■ EXTRACTO DE PÁGINA ■
□ □ □
Don Héctor H. Díaz sufrió en su época de gloria literaria el aguijón de la mentira envenenada de la que son víctimas los grandes escritores y pensadores dotados de una gran sensibilidad y sentir humanista.

Sabemos que el resentido expulsa el dardo ponzoñoso del rencor que portan los que se sienten pequeños al pararse frente a este monumento de la poesía postmodernista como fue don Héctor J. Díaz. Vale traer a este sentir mío una frase del poeta griego Homero que sintetiza la hipocresía: “Odioso para mí, como las puertas del Hades, es el hombre que oculta una cosa en su seno y dice otra”. El Hades, según le dijo Jesús a Pedro, nunca prevalecerá porque la grandeza alcanzada por el poeta azuano viene siendo tan irresistible como la piedra de la Iglesia edificada por Jesús.

La oratoria fascinante y aromática de don Héctor deleitó a los intelectuales criollos y a los extranjeros los atrajo vivamente con su voz encantada como cultor de la palabra hasta el grado que muchos admiraron su grandeza y su pasión por la bohemia sana. ¿Que diría entonces un del Valle-Inclán al encontrarse con un bardo de la estatura intelectual de don Héctor J. Díaz? Me imagino oírle decir que el mundo es una controversia.

Me encamino con mis pies descalzos sobre tierra azuana y mientras pateo el polvo de Compostela un nimbo ambarino me envuelve y me alza a la gloria. En el firmamento primoroso de poetas, sentado en su poltrona de gran señor de la literatura, me encuentro intempestivamente con don Héctor J. Díaz, el bate insigne de las letras dominicanas.
□ □ □
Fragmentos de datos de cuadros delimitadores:
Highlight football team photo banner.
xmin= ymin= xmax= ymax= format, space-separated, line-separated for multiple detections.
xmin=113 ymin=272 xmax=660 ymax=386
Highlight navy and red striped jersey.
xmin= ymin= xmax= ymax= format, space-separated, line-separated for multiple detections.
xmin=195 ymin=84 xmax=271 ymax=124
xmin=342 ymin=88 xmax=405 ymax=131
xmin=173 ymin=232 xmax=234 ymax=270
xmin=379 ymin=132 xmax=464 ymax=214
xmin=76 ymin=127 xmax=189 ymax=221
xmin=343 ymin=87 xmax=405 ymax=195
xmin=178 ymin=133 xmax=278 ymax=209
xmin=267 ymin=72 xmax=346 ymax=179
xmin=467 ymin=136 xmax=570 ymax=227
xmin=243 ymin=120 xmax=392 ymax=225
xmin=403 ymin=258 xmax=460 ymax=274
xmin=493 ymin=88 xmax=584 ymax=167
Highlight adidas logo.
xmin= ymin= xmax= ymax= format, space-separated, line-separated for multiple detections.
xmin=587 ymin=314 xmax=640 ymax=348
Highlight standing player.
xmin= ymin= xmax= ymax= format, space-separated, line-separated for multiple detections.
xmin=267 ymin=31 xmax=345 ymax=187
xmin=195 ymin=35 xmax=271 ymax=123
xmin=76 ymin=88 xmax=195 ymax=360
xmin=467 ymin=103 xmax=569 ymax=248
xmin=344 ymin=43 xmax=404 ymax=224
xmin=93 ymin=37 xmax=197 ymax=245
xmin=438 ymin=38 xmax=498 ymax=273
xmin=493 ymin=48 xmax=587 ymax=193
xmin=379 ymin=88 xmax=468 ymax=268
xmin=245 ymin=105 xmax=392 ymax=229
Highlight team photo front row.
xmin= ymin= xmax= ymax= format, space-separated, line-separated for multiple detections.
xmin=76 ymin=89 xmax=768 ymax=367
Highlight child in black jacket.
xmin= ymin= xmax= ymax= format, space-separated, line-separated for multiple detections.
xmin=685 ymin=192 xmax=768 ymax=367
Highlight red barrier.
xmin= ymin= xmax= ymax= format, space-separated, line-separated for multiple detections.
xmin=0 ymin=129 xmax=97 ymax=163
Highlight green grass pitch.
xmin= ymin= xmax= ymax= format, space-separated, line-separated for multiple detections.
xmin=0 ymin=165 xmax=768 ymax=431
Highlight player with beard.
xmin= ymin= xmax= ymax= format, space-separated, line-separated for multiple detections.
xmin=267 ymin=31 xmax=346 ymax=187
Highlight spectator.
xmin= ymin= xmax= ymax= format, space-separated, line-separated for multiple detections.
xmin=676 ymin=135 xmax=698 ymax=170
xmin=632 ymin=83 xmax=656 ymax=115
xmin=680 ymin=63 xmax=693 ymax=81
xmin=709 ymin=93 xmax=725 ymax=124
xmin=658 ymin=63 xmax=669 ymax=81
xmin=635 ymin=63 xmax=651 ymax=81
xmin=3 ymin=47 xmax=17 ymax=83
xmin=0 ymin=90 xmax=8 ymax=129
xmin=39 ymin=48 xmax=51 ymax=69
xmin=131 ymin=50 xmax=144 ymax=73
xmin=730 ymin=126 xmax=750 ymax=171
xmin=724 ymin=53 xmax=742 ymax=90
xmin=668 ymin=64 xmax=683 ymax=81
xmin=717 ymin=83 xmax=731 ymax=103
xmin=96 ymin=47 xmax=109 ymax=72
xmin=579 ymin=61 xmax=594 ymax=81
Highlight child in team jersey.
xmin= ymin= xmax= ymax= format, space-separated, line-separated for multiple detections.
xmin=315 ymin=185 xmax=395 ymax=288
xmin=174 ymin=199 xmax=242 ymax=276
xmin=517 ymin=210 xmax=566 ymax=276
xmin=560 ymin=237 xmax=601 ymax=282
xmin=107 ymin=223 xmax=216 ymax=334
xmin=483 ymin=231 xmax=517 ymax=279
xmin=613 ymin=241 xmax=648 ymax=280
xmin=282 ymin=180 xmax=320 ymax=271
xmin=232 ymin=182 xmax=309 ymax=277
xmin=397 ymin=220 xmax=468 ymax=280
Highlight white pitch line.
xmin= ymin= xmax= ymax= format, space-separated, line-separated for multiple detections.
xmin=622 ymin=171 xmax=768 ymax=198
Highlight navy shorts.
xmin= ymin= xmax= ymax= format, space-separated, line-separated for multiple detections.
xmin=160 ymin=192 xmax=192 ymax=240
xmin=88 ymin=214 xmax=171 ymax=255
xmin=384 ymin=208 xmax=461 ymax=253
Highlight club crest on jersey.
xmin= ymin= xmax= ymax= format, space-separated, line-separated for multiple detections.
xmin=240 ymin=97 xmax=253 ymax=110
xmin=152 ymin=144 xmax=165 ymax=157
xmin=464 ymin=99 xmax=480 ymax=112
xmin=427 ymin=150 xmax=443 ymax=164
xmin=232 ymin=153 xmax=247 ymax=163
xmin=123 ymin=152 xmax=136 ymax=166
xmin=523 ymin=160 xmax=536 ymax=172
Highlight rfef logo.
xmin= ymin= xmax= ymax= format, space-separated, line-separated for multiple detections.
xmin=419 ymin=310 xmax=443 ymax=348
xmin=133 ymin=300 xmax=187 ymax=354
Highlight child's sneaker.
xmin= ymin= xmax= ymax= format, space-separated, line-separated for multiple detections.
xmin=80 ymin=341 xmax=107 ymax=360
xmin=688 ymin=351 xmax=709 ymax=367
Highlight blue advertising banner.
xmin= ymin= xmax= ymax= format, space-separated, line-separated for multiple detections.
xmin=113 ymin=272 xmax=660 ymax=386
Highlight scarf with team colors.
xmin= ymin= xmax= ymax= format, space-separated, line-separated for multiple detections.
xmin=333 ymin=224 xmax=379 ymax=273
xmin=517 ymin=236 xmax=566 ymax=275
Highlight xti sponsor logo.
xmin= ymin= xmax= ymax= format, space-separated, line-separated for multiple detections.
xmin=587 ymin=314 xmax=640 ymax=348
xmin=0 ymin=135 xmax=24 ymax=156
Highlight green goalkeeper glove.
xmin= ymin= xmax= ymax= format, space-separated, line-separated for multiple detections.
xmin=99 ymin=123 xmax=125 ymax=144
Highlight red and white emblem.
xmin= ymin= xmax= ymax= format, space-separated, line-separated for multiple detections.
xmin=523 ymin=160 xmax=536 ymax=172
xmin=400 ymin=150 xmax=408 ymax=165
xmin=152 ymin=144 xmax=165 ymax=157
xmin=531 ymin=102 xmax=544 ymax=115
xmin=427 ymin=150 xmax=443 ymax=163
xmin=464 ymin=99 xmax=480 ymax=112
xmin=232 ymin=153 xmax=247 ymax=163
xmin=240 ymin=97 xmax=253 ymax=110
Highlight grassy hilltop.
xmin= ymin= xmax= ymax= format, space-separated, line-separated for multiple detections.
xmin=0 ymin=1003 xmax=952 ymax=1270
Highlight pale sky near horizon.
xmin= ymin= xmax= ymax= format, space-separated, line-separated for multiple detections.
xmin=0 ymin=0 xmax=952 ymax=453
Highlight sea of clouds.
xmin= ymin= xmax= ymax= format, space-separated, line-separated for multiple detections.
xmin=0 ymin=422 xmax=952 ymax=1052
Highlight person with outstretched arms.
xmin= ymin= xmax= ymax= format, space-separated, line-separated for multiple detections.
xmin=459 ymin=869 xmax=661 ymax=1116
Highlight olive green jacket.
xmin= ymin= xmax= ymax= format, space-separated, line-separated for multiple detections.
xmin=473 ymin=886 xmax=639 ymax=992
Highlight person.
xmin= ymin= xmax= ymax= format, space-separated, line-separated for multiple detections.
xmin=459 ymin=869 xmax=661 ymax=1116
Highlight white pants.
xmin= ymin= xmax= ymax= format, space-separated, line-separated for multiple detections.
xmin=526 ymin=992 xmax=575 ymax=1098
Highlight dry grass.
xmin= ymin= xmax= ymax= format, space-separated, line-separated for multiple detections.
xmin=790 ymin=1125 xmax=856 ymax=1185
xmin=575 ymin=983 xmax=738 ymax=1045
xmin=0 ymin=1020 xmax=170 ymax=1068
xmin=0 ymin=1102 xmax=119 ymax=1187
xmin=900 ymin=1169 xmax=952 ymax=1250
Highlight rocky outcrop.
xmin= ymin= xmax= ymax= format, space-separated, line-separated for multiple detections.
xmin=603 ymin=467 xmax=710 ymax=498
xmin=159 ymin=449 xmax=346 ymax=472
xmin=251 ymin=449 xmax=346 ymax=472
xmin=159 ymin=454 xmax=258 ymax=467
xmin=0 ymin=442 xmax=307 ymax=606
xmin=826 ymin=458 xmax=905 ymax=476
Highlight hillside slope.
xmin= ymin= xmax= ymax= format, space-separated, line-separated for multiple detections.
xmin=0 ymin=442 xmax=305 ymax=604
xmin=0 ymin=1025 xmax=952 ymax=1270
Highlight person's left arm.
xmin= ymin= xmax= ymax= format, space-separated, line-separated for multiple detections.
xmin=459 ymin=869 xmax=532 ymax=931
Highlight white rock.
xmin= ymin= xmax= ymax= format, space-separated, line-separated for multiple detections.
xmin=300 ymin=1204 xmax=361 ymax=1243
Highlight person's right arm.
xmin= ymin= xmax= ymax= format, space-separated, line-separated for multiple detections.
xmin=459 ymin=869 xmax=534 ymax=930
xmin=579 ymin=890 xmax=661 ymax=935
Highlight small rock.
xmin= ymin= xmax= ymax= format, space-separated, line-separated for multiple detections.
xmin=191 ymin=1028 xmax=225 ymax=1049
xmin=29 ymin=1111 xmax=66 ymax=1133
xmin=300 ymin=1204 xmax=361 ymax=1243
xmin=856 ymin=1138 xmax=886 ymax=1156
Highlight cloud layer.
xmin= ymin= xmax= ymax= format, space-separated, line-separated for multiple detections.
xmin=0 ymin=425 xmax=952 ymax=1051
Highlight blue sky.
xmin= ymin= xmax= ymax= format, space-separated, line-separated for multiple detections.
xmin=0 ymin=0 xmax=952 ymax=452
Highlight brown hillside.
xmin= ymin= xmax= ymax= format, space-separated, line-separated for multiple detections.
□ □ □
Responda brevemente, según el fragmento sobre don Héctor J. Díaz:
1. ¿De qué poeta griego es la frase citada sobre la hipocresía?
2. ¿Qué se imagina el autor que diría del Valle-Inclán?
3. ¿De qué lugar es el polvo que el autor patea al caminar descalzo?

■ RESPUESTA DEL EJERCICIO ■
1. De Homero.
2. Que el mundo es una controversia.
3. De Compostela.